_Written request_: From the records below, pull out every line that contains the string "bottle" and copy each one unchanged.

_Exercise data_:
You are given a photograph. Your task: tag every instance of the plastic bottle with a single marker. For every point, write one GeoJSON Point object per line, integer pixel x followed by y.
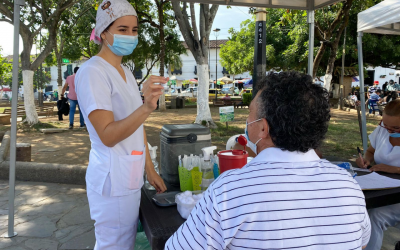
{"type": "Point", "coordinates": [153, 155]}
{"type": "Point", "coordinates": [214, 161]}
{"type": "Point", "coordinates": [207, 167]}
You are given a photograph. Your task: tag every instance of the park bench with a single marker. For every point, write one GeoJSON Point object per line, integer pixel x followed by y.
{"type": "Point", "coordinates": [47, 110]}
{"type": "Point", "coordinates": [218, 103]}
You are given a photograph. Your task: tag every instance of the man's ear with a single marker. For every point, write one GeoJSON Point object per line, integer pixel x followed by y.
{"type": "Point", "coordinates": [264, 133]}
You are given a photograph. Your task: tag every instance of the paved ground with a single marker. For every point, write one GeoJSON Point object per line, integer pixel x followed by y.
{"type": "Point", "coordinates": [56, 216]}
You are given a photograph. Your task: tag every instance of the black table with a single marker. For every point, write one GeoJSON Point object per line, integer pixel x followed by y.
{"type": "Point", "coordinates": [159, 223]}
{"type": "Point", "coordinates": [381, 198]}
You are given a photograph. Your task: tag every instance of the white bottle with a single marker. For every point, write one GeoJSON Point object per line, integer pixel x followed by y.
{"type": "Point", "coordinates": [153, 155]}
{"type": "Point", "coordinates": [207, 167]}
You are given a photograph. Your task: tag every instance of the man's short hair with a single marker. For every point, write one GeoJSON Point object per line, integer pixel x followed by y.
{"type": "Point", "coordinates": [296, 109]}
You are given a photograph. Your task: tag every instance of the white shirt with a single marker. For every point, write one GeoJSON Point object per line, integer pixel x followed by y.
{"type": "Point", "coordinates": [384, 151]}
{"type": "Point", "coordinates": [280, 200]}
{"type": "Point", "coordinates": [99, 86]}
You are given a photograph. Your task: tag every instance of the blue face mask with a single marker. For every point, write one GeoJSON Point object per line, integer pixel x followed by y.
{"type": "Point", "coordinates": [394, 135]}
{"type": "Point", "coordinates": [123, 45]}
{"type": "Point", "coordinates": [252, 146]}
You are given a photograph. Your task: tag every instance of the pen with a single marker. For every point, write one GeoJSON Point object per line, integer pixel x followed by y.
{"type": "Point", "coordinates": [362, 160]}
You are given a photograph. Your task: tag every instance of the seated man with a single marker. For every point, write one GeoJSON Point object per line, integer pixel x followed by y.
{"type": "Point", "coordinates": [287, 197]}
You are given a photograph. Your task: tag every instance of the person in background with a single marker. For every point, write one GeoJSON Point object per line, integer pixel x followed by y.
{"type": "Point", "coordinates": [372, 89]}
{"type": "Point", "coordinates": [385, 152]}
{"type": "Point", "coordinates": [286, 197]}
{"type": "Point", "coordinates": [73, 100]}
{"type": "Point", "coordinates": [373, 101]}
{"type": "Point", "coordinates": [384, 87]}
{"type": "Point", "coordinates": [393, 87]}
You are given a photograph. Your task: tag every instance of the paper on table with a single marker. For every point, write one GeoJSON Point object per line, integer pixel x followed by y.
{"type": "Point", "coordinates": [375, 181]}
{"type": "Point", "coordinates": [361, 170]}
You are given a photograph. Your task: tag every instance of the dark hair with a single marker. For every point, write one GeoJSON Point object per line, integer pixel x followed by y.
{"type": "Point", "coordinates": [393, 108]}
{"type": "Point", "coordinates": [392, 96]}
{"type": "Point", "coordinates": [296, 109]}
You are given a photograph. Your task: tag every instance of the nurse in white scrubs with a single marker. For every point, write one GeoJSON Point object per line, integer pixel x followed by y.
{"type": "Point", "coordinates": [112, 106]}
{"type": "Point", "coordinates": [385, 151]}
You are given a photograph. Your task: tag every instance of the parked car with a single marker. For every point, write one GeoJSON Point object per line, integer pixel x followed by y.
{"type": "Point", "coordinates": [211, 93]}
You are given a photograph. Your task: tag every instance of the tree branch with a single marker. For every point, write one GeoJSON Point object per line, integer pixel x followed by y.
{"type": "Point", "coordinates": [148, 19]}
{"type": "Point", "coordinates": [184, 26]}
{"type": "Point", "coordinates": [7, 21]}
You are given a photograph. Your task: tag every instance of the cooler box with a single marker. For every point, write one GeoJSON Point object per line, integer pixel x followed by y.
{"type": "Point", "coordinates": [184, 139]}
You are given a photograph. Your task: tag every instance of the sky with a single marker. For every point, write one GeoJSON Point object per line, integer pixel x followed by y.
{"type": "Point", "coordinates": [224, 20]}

==

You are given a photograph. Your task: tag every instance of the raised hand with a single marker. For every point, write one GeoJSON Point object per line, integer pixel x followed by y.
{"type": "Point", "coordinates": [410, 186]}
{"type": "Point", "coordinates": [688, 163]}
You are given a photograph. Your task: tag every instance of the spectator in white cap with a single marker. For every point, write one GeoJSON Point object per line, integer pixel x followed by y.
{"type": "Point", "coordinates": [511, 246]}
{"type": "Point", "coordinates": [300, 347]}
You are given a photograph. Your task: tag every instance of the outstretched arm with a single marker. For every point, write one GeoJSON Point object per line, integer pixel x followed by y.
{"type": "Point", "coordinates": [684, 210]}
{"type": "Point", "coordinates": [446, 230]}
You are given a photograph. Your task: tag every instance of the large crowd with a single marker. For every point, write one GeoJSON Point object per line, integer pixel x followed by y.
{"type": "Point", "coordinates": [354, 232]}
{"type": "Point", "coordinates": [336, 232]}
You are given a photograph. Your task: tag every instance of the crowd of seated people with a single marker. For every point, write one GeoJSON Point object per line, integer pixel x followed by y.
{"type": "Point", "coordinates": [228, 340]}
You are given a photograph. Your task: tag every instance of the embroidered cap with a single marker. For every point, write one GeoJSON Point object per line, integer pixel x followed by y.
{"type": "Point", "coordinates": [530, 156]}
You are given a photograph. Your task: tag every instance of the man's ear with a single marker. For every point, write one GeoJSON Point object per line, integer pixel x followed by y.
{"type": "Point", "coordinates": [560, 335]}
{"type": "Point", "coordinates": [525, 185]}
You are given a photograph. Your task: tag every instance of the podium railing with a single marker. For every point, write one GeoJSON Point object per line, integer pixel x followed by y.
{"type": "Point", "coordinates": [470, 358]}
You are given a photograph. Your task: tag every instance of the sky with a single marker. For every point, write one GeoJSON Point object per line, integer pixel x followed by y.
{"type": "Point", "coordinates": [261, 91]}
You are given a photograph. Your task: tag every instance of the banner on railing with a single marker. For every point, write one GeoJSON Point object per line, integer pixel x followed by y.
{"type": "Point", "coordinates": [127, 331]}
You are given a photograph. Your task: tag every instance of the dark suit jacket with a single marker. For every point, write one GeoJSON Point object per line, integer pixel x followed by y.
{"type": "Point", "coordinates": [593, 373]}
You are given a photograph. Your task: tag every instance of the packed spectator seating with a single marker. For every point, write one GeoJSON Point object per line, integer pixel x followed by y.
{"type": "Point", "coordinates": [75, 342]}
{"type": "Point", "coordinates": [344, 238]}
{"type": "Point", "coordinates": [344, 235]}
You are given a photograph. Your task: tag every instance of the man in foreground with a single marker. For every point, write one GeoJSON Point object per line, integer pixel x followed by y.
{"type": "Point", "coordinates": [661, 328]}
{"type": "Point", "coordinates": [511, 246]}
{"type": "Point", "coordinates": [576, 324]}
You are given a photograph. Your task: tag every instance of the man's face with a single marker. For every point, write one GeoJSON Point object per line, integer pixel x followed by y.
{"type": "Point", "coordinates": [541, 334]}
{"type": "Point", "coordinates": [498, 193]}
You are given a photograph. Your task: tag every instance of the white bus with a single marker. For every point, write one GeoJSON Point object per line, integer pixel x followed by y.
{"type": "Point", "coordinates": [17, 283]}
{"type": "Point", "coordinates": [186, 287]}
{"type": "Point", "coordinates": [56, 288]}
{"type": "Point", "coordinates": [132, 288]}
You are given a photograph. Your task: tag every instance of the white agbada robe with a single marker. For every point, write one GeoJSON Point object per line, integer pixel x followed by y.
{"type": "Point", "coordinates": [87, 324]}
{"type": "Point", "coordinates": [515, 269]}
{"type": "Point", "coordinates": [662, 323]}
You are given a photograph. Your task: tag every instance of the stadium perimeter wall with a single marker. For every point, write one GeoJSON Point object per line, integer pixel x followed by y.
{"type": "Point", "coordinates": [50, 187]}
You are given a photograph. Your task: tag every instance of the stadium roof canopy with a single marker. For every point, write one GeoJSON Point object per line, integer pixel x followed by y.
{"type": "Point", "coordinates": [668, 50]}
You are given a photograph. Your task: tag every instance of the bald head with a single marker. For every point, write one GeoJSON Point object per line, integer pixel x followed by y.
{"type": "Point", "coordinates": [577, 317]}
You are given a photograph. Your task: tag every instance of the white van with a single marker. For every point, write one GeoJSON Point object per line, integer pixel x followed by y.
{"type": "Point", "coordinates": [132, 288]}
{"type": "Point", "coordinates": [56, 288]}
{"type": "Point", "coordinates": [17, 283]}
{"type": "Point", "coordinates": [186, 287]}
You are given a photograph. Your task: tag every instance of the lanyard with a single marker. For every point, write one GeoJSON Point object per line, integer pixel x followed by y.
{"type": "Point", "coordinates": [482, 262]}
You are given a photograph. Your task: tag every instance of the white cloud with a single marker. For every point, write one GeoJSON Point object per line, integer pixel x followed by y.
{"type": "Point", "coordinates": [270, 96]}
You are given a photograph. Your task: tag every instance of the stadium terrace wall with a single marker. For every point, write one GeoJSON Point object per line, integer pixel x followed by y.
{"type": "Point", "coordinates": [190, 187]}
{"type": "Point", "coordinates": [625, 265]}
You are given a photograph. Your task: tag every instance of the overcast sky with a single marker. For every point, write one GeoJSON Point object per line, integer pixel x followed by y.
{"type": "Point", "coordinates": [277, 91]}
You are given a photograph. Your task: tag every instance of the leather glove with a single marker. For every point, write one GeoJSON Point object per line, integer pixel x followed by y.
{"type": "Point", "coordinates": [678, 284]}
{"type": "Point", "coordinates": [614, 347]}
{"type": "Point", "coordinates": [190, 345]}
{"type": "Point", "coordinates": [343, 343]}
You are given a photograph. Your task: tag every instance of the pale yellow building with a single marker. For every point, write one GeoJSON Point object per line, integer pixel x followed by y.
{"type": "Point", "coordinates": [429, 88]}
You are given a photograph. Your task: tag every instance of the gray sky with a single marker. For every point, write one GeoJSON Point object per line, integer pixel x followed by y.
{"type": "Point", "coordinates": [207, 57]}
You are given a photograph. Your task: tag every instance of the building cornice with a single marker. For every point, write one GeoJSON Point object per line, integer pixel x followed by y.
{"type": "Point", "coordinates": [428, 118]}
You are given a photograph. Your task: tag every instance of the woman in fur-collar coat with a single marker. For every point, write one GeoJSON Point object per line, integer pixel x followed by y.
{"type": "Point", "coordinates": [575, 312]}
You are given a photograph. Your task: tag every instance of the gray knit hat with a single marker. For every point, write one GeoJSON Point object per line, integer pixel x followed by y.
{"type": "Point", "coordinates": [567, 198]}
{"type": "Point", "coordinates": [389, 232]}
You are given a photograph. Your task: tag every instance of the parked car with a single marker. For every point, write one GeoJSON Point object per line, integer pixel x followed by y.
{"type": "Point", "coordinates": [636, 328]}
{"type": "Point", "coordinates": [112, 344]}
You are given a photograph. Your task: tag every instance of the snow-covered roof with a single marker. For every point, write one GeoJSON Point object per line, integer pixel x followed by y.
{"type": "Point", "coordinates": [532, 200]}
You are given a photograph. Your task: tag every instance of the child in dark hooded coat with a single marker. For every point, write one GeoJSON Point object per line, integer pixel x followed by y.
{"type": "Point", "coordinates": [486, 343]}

_Correct answer_:
You are given a photograph. Your task: tag every instance of the plastic bottle with a single marker. For every point, write one GeoJSON Point object per line, integer pixel x followed by y.
You are given a photograph. Your task: tag every instance of the white bottle with a single marker. For every point, write one GeoJSON Point object per line, integer pixel x followed by y.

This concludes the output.